Source →
— START —

An employer may seek to protect its customer
connections and trade secrets. In this matter, the Applicant alleges
that it faces
risk on both these fronts should the restraint of trade
against the First Respondent not be applied.
[5]
The same factual crux informs the Applicant’s argument that it
possesses protectable
interests in its customer connections and trade
secrets which the First Respondent’s work for a competitor, the
Second Respondent,
threatens.
[6]
The Applicant states that the crux of the advantage that the First
Respondent has
now taken to the Second Respondent is knowledge of
specific requirements of the customers with which he dealt during the
course
of his employment, and specifically in regard to products
which they deemed important to their basket of products.
Customer Connections
[7]
The Applicant claims that as a result of the connection the First
Respondent had with
its customers, specifically a unique knowledge of
customer needs and their specific requirements, these customers might
be induced
to follow him to his new employer.
[8]
First, it is not sufficient to say, as it was in argument, that a
former employee
had satisfactory dealings with clients and that they
“may well” thus follow the First Respondent to another
employer.
Our law permits an employer to protect connections forged
by an employee with its customers under the ambit of an employment
contract
if these connections are deep enough such that a customer
may readily or easily follow the employee.
[9]
In
Rawlins and Another v Caravantruck
(Pty) Ltd
[1992] ZASCA 204
;
1993 (1) SA 537
(A), the
learned judge endorsed the idea that the ‘
customer
contact’
doctrine depended on the
notion that:
“
the
employee, by contact with the customer, gets the customer so strongly
attached to him that when the employee quits and
joins a rival
he automatically carries the customer with him in his pocket”.

— END —

Provided information →
— START —

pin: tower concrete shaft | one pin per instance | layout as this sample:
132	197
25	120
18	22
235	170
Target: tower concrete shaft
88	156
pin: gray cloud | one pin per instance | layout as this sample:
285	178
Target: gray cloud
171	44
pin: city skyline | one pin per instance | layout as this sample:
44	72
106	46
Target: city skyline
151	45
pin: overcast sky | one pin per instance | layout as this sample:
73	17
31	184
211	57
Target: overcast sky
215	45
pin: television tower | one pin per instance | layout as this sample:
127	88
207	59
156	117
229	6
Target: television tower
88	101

— END —

Complete the following →
(1) According to the judgment excerpt, what two things may an employer seek to protect?
(2) Please repeat the stretch of the judgment excerpt from "An employer may" through "not be applied.".

Answers to each task →
(1) Its customer connections and trade secrets.

(2)
An employer may seek to protect its customer
connections and trade secrets. In this matter, the Applicant alleges
that it faces
risk on both these fronts should the restraint of trade
against the First Respondent not be applied.